PROBLEM REQUIREMENTS:
For the listing below, give the number of lines that hold the string "spare", without anything else.

··· EXERCISE INPUTS ···

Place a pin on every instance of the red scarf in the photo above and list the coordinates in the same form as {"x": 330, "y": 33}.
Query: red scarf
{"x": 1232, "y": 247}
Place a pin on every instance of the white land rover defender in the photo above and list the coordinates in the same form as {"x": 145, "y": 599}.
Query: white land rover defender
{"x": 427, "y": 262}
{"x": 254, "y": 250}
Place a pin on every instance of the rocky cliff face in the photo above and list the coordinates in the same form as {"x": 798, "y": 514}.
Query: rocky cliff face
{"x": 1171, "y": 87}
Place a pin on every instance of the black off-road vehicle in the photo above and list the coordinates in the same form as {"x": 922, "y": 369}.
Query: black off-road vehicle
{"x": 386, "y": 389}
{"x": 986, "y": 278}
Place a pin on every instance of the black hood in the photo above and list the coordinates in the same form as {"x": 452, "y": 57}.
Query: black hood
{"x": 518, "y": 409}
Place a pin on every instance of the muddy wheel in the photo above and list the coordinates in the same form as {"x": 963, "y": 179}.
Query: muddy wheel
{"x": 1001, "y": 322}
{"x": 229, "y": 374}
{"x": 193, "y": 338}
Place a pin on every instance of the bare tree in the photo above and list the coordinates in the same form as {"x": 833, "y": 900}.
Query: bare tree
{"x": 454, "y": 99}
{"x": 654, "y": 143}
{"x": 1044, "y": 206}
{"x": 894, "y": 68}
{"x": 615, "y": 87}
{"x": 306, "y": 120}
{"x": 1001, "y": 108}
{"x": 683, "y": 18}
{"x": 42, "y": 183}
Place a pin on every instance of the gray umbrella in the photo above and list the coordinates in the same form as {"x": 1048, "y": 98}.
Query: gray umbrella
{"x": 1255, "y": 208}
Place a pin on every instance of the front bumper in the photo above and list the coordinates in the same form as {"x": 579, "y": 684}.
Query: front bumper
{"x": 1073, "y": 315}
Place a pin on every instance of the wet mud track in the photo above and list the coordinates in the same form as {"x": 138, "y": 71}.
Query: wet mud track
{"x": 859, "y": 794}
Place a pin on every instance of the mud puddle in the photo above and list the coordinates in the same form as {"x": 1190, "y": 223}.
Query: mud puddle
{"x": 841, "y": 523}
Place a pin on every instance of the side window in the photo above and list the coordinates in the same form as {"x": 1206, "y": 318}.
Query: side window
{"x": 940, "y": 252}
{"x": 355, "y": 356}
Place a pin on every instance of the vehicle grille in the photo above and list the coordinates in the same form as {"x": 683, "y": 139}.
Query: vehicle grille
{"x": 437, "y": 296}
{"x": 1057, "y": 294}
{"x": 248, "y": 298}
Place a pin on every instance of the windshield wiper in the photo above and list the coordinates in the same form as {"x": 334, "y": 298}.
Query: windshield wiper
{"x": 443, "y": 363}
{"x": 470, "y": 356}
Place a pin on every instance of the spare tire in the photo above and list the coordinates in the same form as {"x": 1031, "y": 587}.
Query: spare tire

···

RESPONSE AREA:
2